> Trecho do documento:
Doutor Manoel AURELIANO Ferreira NETO é magistrado aposentado do Tribunal de Justiça do Maranhão, e membro da AML e AIL - [email protected]

Senado Aprova PEC Inconstitucional contra o STF

Lamento o silêncio, como diria o dramaturgo Nelson Rodrigues, silêncio sepulcral das instituições jurídicas brasileiras, ante a grave e aberrante aprovação dessa emenda à Constituição Federal – a PEC nº 08/2021 -, que restringe drasticamente os poderes jurisdicionais do Supremo Tribunal Federal. Basta que se leiam os fundamentos da proposta para deduzir-se, sem pairar qualquer dúvida, que são oportunistas e falaciosos, com a finalidade de contrapor-se à atuação republicana, em defesa da Constituição e, portanto, na preservação do Estado de direito e da democracia, a constituir essa magna função uma das garantias institucionais da nossa Suprema Corte de Justiça, como a elaboração de seu próprio Regimento Interno, consoante consta no inciso I, letra “a”, do art. 96 da Carta Magna, até porque, em face desta regra, tem-se o exercício fundamental pelo STF da capacidade normativa interna, que não pode ser afetada por emenda constitucional, para atender a interesses subalternos de grupos políticos, em detrimento do pleno exercício de um dos poderes da República.

> Dados brutos:
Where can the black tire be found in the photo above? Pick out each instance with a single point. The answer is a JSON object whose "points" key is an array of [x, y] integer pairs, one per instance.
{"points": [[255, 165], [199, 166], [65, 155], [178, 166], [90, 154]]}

> Tarefa A: No artigo sobre a PEC contra o STF, qual dispositivo da Constituição é citado como base para o Supremo elaborar seu próprio Regimento Interno?
> Tarefa B: Liste todas as siglas que aparecem no artigo sobre a PEC contra o STF, sem repetir nenhuma.
> Tarefa C: Prolongue o artigo sobre a PEC contra o STF a partir do ponto em que ele termina.

> Resultado A: O inciso I, letra “a”, do art. 96 da Carta Magna.

> Resultado B: AML, AIL, PEC, STF

> Resultado C:
Fiz uma pesquisa para chegar a essa drástica conclusão. E, de logo, aviso: não precisa ser constitucionalista para entender-se que o teor da PEC 08/2021, aprovada no Senado da República, em dois turnos e, pasmem, em exíguo tempo de deliberação, com voto favorável do senador Jaques Wagner, do PT, é o começo fatídico de logo, eliminar-se a clássica divisão dos três poderes – harmônicos e independentes -, com a supremacia apenas do Executivo e a figuração fantasiosa do Legislativo.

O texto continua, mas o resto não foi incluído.